(Point-per-instance localization data)
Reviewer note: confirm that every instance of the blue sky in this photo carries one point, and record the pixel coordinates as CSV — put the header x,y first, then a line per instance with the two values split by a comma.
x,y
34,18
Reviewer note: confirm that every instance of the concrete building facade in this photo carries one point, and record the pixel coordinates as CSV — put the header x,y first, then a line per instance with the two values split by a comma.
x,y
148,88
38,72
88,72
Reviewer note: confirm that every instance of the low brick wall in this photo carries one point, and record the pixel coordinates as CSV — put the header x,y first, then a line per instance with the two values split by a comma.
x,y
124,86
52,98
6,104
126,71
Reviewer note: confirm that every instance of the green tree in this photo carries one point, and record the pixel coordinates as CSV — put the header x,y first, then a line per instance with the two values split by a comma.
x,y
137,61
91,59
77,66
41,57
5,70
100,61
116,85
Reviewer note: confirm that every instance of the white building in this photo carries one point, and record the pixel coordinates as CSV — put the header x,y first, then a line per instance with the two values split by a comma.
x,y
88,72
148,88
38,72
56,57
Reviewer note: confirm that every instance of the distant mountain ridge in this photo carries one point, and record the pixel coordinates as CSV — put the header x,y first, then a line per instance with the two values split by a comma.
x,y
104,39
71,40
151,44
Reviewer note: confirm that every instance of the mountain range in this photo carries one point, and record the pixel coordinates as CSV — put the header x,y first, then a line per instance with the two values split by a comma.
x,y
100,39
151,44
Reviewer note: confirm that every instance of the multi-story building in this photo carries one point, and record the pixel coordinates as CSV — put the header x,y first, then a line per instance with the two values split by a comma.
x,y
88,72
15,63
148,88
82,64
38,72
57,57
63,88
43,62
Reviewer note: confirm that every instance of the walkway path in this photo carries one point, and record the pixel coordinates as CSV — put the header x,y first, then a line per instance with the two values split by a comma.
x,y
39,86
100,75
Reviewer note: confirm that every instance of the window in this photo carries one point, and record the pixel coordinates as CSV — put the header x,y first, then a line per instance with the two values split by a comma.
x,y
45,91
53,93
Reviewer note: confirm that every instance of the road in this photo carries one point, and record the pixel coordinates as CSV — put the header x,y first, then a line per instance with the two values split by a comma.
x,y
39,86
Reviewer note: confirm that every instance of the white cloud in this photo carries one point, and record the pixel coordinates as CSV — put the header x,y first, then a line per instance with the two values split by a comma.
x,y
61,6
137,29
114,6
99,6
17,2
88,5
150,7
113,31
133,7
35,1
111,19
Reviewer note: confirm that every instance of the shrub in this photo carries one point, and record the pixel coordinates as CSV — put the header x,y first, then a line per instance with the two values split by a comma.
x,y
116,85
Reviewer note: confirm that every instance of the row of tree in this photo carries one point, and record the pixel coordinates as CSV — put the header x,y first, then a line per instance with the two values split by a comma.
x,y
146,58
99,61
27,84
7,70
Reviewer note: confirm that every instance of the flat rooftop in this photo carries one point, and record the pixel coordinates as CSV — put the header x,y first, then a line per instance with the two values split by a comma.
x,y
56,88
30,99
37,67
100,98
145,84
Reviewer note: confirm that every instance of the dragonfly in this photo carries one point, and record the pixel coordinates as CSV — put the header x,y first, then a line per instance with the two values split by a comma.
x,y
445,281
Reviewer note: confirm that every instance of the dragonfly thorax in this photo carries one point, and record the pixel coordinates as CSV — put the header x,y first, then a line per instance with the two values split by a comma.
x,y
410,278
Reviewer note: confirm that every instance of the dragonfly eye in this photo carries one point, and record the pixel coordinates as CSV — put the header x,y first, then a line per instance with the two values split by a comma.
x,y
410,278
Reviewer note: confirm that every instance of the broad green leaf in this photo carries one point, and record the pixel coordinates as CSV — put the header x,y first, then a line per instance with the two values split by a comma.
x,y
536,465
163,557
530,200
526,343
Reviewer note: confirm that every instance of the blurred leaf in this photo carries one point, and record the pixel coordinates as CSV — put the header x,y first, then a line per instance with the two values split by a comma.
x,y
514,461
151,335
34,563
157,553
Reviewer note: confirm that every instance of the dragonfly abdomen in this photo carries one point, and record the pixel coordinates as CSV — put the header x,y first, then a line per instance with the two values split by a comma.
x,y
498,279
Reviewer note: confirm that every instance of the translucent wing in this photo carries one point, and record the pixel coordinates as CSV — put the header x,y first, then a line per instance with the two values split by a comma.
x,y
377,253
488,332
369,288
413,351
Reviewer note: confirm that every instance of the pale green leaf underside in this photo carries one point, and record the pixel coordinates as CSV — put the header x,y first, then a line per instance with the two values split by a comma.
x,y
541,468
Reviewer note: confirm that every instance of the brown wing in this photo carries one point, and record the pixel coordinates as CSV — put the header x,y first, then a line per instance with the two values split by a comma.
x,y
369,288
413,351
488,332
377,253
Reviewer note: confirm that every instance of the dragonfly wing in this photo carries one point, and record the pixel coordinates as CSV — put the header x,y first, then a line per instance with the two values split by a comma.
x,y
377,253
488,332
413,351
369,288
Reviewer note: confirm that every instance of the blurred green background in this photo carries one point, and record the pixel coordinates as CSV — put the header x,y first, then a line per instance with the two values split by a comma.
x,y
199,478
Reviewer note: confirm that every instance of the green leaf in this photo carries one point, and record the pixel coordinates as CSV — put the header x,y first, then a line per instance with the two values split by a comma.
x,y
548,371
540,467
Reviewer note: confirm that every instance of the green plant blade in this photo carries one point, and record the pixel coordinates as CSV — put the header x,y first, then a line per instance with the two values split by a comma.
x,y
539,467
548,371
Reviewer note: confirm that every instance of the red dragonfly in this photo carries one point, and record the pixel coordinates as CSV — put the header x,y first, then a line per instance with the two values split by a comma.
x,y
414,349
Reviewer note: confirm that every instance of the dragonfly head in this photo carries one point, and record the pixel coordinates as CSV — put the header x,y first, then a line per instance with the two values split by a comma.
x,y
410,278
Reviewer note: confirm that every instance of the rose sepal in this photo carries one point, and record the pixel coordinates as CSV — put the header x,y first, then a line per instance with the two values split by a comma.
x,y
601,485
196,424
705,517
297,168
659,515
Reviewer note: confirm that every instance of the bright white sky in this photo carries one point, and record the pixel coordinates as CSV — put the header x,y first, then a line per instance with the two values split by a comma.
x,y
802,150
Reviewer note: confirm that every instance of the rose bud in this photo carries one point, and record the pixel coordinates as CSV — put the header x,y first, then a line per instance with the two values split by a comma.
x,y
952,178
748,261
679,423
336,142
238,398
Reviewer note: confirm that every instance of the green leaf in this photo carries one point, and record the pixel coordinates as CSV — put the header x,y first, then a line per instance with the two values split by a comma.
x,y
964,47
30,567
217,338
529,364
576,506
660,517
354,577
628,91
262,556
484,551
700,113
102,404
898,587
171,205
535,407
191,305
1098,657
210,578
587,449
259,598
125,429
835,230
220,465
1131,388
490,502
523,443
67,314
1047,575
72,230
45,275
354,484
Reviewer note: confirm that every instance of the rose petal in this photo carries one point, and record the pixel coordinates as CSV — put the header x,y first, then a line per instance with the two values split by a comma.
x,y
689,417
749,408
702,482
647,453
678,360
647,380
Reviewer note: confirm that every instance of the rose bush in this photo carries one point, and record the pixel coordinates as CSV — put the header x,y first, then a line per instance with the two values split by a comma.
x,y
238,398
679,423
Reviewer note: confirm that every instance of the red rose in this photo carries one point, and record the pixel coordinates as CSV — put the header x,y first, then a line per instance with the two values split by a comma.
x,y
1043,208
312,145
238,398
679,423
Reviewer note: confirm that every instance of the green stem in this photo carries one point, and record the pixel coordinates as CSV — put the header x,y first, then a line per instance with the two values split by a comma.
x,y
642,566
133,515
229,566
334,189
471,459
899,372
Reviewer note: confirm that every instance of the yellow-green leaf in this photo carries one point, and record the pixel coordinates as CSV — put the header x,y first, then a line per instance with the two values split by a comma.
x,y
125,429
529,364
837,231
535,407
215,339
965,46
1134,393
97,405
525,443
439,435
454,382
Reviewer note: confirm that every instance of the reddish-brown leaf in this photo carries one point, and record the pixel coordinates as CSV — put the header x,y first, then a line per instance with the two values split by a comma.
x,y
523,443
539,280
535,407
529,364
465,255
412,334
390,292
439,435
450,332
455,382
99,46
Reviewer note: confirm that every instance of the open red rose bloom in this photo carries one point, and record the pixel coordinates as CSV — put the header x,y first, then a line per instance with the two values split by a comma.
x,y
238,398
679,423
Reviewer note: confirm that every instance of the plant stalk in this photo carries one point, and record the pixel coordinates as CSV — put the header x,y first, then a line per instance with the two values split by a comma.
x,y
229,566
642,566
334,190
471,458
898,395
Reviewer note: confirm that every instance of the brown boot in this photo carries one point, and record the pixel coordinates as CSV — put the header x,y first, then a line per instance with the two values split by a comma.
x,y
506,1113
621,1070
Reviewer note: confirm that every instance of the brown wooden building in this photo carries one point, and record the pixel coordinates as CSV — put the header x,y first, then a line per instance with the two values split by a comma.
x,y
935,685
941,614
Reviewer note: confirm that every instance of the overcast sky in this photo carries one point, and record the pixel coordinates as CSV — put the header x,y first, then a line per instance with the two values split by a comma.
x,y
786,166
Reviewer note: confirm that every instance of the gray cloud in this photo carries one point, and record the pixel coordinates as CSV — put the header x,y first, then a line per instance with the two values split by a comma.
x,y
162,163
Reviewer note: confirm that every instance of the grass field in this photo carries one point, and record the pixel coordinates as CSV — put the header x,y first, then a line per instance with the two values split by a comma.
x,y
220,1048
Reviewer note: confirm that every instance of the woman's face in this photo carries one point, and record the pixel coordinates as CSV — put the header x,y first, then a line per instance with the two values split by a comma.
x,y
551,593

What is being asked: Keep only the lines from the line with "Reviewer note: confirm that every instance of the woman's" to the end of the records above, and repeat them exactly.

Answer space:
Reviewer note: confirm that every instance of the woman's face in this photo carries one point, and record the pixel coordinates as CSV — put the header x,y first, then a line per instance with the two values split by a comma.
x,y
551,593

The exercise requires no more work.